→ **Text passage**
- Other names: FFDD
- Specialty: Dermatology

= Focal facial dermal dysplasia =

Focal facial dermal dysplasia is a rare genetically heterogeneous group of disorders that are characterized by congenital bilateral scar like facial lesions, with or without associated facial anomalies. It is characterized by hairless lesions with fingerprint like puckering of the skin, especially at the temples, due to alternating bands of dermal and epidermal atrophy.

This condition is also known as Brauer syndrome (hereditary symmetrical aplastic nevi of temples, bitemporal aplasia cutis congenita, bitemporal aplasia cutis congenita: OMIM ) and Setleis syndrome (facial ectodermal dysplasia: OMIM ).

==Presentation==

This condition is characterised by symmetrical lesions on the temples resembling forceps marks. It is characterized a puckered skin due to a virtual absence of subcutaneous fat. It is apparent at birth. Other lesions that may be present include puffy, wrinkled skin around the eyes and/or abnormalities of the eyelashes, eyebrows, and eyelids. The eyebrows may be up-slanting or outward-slanting. Occasionally, the bridge of the nose may appear flat, while the tip may appear unusually rounded. The chin may be furrowed. The upper lip may be prominent with a down-turned mouth. Other features that have been reported include dysplastic and low-set ears, linear radiatory impressions on the forehead, and congenital horizontal nystagmus.

→ **Records shown**
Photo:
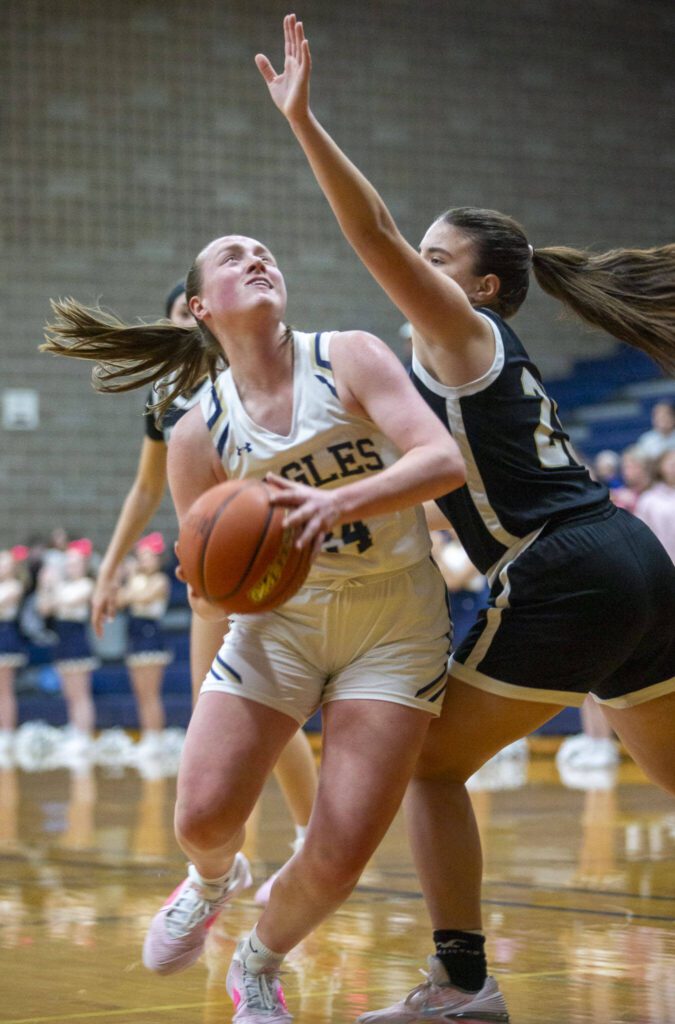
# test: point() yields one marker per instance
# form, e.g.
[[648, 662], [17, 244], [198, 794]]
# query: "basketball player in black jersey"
[[583, 595]]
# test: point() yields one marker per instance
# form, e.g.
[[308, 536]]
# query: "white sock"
[[256, 956], [219, 883], [300, 833]]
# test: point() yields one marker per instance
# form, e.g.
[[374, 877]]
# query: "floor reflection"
[[579, 903]]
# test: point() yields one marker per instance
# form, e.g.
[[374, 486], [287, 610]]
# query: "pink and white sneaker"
[[436, 1000], [176, 935], [258, 998]]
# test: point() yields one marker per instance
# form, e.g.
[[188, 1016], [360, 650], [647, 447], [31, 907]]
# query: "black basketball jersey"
[[521, 470], [162, 431]]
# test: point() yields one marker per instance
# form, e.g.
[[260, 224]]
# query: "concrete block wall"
[[135, 131]]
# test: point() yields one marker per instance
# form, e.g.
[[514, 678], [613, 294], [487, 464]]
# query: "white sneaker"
[[258, 998], [113, 749], [76, 749], [176, 935], [37, 747], [436, 1000], [587, 752]]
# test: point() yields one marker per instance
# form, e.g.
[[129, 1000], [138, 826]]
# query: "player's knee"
[[334, 867], [437, 765], [203, 827]]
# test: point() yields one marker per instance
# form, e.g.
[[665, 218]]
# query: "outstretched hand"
[[290, 90]]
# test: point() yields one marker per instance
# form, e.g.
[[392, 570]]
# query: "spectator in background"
[[66, 598], [656, 506], [662, 436], [144, 594], [12, 653], [606, 468], [636, 469]]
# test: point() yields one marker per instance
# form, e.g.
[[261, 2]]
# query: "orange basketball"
[[236, 551]]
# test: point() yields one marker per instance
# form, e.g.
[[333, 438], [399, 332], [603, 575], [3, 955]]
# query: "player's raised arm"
[[437, 306]]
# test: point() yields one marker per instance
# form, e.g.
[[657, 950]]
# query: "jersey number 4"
[[350, 532], [551, 451]]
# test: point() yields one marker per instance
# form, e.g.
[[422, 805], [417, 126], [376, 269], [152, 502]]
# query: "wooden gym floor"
[[579, 900]]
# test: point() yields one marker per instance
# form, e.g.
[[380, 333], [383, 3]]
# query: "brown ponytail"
[[629, 293], [130, 356]]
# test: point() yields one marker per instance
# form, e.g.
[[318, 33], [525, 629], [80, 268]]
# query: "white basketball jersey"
[[327, 446]]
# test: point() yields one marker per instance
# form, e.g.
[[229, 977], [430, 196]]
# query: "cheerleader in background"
[[145, 596], [65, 597], [12, 653]]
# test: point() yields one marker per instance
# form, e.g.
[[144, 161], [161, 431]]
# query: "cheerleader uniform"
[[145, 638], [70, 623], [12, 651]]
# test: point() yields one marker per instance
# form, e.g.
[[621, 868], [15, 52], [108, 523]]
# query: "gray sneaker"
[[436, 1000], [176, 935]]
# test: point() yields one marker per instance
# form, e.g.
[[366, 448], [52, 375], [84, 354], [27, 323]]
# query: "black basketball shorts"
[[588, 607]]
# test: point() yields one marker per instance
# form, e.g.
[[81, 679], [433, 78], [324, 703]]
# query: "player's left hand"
[[290, 90], [314, 512]]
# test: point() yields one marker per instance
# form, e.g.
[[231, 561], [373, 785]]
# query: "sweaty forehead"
[[231, 242], [445, 236]]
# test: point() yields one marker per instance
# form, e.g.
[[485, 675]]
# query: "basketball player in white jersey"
[[295, 770], [367, 637]]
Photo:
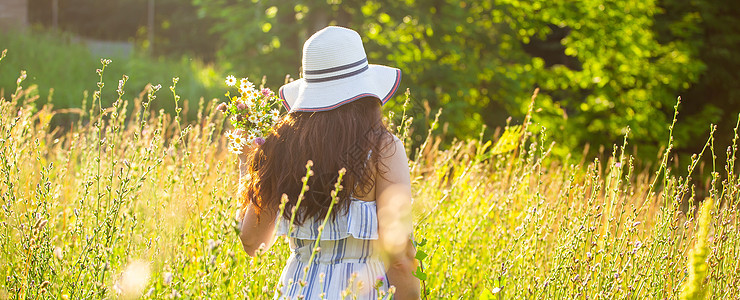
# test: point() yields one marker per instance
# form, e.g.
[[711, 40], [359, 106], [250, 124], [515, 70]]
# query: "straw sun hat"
[[336, 72]]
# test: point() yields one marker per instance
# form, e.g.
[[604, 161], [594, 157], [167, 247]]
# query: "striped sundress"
[[346, 267]]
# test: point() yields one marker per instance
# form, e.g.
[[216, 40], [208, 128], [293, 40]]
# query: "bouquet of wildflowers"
[[253, 113]]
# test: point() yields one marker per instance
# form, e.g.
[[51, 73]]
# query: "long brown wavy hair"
[[351, 136]]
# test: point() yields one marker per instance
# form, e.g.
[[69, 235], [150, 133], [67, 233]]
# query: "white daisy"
[[239, 140], [230, 80], [234, 149]]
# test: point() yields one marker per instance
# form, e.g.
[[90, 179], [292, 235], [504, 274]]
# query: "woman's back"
[[334, 123], [346, 263]]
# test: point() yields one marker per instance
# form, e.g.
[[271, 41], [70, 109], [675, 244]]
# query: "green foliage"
[[61, 67], [143, 207], [598, 63]]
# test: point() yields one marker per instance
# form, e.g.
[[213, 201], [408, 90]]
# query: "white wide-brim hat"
[[336, 72]]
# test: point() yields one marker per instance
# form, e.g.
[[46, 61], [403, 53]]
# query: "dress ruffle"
[[359, 221]]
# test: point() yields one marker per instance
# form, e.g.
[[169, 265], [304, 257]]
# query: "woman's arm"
[[255, 232], [395, 222]]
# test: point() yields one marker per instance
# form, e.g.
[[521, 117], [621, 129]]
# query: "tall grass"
[[137, 203]]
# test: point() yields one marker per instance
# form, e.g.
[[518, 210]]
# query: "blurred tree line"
[[602, 66]]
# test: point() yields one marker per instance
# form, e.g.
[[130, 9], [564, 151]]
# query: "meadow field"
[[139, 204]]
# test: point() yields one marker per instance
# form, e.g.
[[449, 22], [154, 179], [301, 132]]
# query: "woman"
[[334, 122]]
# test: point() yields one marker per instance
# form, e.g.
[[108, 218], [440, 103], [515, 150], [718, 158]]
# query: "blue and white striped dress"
[[347, 265]]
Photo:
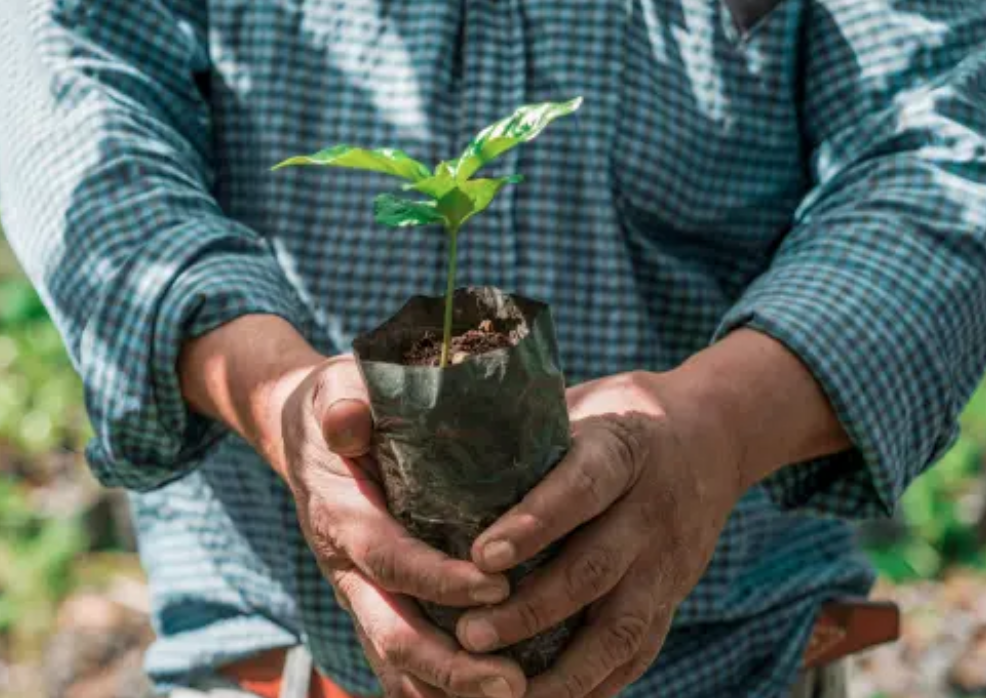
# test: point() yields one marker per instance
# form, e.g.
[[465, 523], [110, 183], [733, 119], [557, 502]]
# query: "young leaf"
[[401, 213], [386, 160], [467, 199], [436, 186], [521, 126]]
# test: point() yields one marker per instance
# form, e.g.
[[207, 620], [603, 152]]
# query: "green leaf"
[[436, 186], [467, 199], [385, 160], [401, 213], [521, 126]]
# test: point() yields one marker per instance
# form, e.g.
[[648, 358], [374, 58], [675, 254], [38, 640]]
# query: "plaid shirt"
[[819, 175]]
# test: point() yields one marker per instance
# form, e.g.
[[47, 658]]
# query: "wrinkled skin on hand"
[[376, 568], [649, 484]]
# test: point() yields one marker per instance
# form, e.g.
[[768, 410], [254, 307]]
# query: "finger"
[[395, 683], [341, 405], [638, 666], [590, 565], [402, 639], [354, 527], [400, 563], [603, 464], [614, 634]]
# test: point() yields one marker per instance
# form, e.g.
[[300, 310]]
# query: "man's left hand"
[[649, 482]]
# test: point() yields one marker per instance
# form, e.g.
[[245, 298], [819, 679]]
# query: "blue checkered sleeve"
[[106, 148], [880, 286]]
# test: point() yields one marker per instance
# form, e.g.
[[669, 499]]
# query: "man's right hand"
[[309, 417]]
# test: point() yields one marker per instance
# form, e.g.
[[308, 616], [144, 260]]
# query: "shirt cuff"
[[857, 344], [197, 278]]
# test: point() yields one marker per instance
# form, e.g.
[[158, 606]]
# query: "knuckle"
[[576, 685], [623, 638], [323, 530], [592, 573], [588, 483], [621, 450], [396, 648], [532, 616], [380, 561], [449, 676]]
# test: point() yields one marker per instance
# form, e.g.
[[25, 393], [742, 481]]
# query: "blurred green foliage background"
[[60, 532]]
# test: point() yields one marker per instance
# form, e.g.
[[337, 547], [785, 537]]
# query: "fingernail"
[[490, 594], [481, 636], [499, 554], [496, 688], [343, 439]]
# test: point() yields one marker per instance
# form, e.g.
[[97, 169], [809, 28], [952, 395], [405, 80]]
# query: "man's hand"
[[657, 494], [309, 417], [658, 463]]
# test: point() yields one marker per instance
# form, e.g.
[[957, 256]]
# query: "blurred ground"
[[73, 604]]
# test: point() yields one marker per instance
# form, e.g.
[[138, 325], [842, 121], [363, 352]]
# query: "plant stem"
[[449, 290]]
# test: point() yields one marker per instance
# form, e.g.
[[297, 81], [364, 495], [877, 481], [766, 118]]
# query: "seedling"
[[453, 197]]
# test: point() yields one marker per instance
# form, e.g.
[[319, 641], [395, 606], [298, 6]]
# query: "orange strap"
[[263, 674], [842, 628]]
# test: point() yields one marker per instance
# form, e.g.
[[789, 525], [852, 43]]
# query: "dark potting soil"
[[427, 351]]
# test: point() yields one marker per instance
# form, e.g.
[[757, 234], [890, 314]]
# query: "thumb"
[[342, 408]]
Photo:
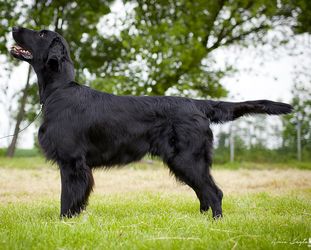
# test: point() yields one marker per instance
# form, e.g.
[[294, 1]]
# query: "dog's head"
[[40, 48]]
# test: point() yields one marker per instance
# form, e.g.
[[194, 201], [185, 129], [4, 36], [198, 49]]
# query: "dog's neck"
[[49, 81]]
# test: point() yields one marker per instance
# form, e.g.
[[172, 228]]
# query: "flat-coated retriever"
[[83, 128]]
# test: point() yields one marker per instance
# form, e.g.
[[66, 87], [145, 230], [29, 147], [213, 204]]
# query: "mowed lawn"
[[141, 206]]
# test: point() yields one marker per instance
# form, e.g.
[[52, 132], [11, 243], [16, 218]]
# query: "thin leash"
[[7, 136]]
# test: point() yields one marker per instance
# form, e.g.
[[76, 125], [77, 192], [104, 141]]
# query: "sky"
[[264, 73]]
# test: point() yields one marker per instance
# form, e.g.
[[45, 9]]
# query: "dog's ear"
[[56, 54]]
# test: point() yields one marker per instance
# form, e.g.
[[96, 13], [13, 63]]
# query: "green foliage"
[[302, 113], [172, 43], [155, 221]]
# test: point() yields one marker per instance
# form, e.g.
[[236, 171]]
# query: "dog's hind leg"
[[77, 183], [195, 173]]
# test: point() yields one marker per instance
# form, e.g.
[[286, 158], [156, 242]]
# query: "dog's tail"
[[219, 112]]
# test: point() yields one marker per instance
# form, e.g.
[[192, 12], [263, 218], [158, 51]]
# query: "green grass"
[[155, 221]]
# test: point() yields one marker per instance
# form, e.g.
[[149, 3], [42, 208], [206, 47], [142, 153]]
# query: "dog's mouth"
[[21, 53]]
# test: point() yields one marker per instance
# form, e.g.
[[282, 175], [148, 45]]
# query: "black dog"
[[83, 128]]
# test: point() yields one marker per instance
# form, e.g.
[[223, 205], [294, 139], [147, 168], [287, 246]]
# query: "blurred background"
[[222, 49]]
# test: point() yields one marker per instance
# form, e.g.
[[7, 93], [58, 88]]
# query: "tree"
[[299, 119], [168, 45]]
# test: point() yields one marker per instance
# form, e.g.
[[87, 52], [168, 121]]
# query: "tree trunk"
[[19, 118]]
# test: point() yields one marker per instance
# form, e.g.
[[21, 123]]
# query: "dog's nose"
[[15, 29]]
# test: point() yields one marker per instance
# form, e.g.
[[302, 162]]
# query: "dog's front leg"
[[77, 183]]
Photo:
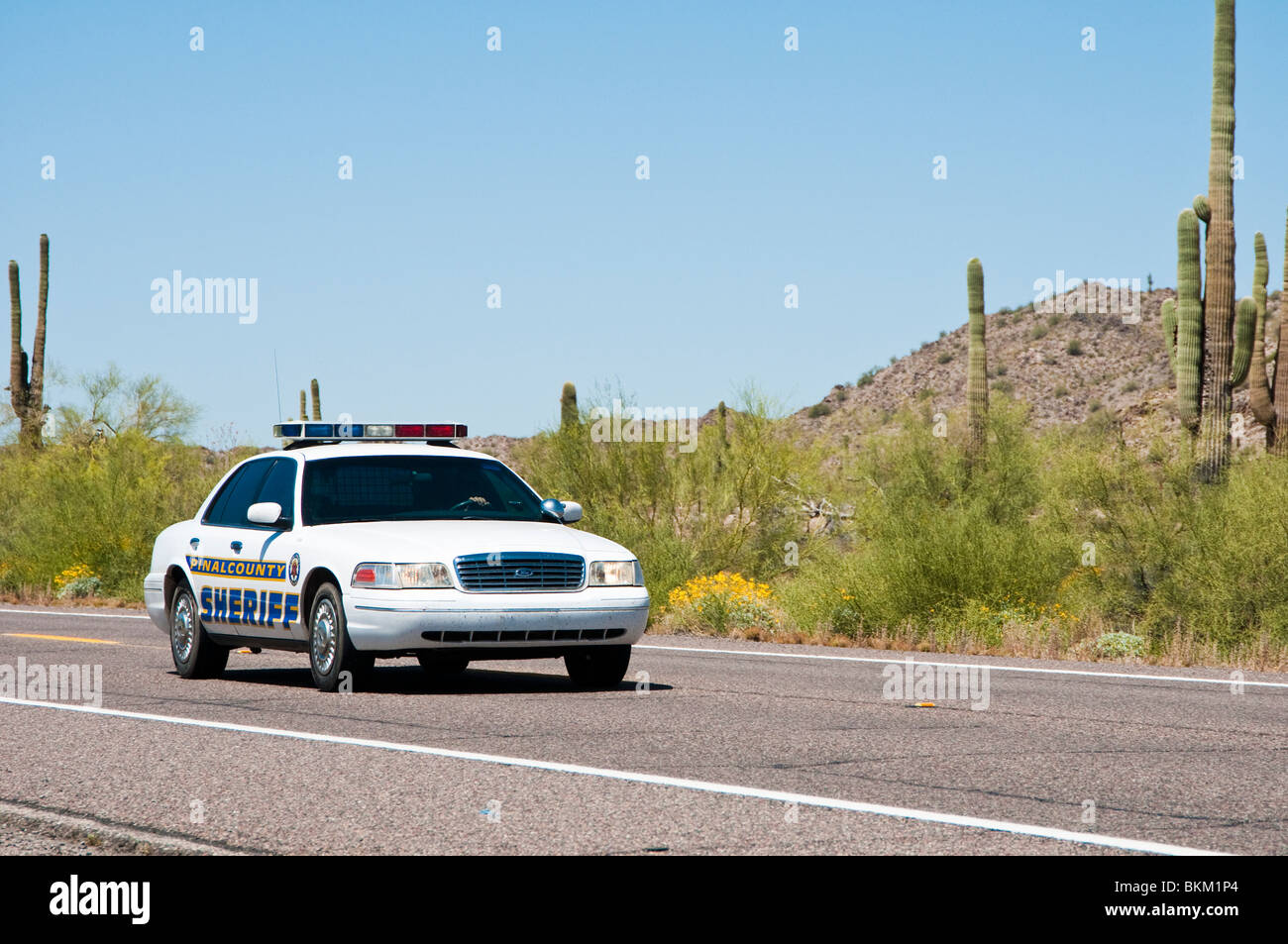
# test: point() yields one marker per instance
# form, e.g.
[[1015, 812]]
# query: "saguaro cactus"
[[27, 389], [568, 413], [1209, 344], [977, 368], [1184, 322], [1219, 355], [1267, 393]]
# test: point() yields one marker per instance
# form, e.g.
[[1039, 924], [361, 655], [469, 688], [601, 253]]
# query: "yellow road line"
[[62, 639]]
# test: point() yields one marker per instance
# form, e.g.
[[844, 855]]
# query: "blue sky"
[[516, 167]]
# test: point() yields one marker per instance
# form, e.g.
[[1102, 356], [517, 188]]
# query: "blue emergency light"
[[333, 432]]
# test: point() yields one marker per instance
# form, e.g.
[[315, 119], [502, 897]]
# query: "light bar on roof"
[[327, 432]]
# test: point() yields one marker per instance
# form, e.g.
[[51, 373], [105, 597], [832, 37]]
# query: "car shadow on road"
[[411, 681]]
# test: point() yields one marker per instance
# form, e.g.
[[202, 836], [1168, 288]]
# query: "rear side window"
[[239, 493]]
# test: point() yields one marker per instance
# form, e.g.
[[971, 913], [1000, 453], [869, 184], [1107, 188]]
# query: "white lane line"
[[811, 656], [961, 665], [88, 616], [656, 780]]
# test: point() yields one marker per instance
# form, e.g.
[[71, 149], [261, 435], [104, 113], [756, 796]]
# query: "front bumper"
[[446, 620]]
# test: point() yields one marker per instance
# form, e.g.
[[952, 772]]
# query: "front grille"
[[519, 572]]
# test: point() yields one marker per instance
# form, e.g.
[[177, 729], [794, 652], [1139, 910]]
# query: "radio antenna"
[[278, 384]]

→ **Exercises to complete**
[A] Using the focal facial dermal dysplasia text, explain what causes the fingerprint-like puckering of the skin at the temples.
[B] Copy the part of the focal facial dermal dysplasia text between "- Other names: FFDD" and "and epidermal atrophy.", inclusive.

→ **Results of the exercise**
[A] The puckering comes from alternating bands of dermal and epidermal atrophy.

[B]
- Other names: FFDD
- Specialty: Dermatology

= Focal facial dermal dysplasia =

Focal facial dermal dysplasia is a rare genetically heterogeneous group of disorders that are characterized by congenital bilateral scar like facial lesions, with or without associated facial anomalies. It is characterized by hairless lesions with fingerprint like puckering of the skin, especially at the temples, due to alternating bands of dermal and epidermal atrophy.